● Passage for review:
**********
Beyond tobacco, other factors that increase your risk include uncontrolled diabetes, hormonal changes during pregnancy or menopause, certain medications that reduce saliva flow, and a family history of gum disease. Age, sex, and race also play a role in how the disease progresses.

How It Affects the Rest of Your Body

Periodontitis isn’t just a mouth problem. The bacteria that colonize deep gum pockets can enter the bloodstream, a process called bacteremia, spreading inflammation to distant organs. Researchers have identified two main pathways for this: direct bacterial translocation through the bloodstream, and a subtler mechanism where chronic gum inflammation reprograms immune cell production in the bone marrow, making your body produce more aggressive inflammatory cells overall. This systemic inflammatory state has been linked to cardiovascular disease, poorly controlled diabetes, and respiratory conditions.

Stages of Severity

Dentists classify periodontitis into four stages (I through IV) based on the most severely affected area in your mouth. The staging considers how much bone has been lost, how deep the pockets are, and whether teeth have already been lost to the disease. Stage I represents early periodontitis with modest bone loss. Stage IV means extensive destruction, often with multiple missing teeth and a compromised ability to chew. The old categories of “chronic” and “aggressive” periodontitis were eliminated in 2017 because severity and speed of progression exist on a spectrum rather than as separate diseases.

Treatment for Early to Moderate Cases

The standard first-line treatment is a deep cleaning procedure called scaling and root planing. Your dental provider uses instruments to remove tartar deposits from below the gumline and smooth the root surfaces of your teeth so the gum tissue can reattach more closely. This is typically done in sections over two or more visits, often with local anesthesia to keep you comfortable.

Scaling and root planing is effective at reducing pocket depth, bleeding, and bacterial load. Studies show measurable improvements within three months. For most patients without complicating factors like tobacco use, this nonsurgical approach is sufficient to stabilize the disease, though it won’t regenerate bone that has already been lost.

Treatment for Advanced Cases

When pockets are too deep to clean effectively with instruments alone, surgical options come into play. In a regenerative procedure, a periodontist folds back the gum tissue, removes bacteria and damaged tissue, and then places materials to encourage your body to rebuild lost bone. These materials can include bone grafts, membranes that act as filters to guide tissue growth, or proteins that stimulate regeneration. The goal is to partially reverse structural damage that nonsurgical treatment can’t address.

In the most severe cases, teeth that have lost too much support may need to be extracted and replaced with implants or other prosthetics.

Long-Term Maintenance

After active treatment, periodontitis requires lifelong follow-up. The American Academy of Periodontology recommends that most patients start with professional maintenance visits every three months, which is more frequent than the typical six-month cleaning schedule for healthy patients. These visits involve re-evaluating pocket depths, removing new bacterial buildup from below the gumline, and checking that you’re keeping plaque under control at home.

The evidence favors more frequent visits over less frequent ones, though the ideal interval varies by person. Some patients eventually extend to every four or six months based on how stable their condition remains. Others with aggressive disease patterns or risk factors like smoking may need to stay on a three-month schedule indefinitely. The maintenance visits aren’t optional extras. Without them, the bacterial colonies re-establish, pockets deepen again, and bone loss resumes where it left off.

At home, thorough daily brushing and interdental cleaning (floss, interdental brushes, or water flossers) are the foundation. Your provider will evaluate your plaque control at each visit and adjust recommendations if certain areas are consistently accumulating buildup.
**********
● Data:
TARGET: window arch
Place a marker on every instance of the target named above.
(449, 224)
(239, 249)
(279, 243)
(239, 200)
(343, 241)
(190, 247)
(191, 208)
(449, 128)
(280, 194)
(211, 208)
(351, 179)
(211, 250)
**********
● Work task: Revise the text on periodontitis from "The standard first-line" up to and including "already been lost.", putting "hardened plaque" in place of "tartar deposits". Work only from the text on periodontitis.

● Exercise solution:
The standard first-line treatment is a deep cleaning procedure called scaling and root planing. Your dental provider uses instruments to remove hardened plaque from below the gumline and smooth the root surfaces of your teeth so the gum tissue can reattach more closely. This is typically done in sections over two or more visits, often with local anesthesia to keep you comfortable.

Scaling and root planing is effective at reducing pocket depth, bleeding, and bacterial load. Studies show measurable improvements within three months. For most patients without complicating factors like tobacco use, this nonsurgical approach is sufficient to stabilize the disease, though it won’t regenerate bone that has already been lost.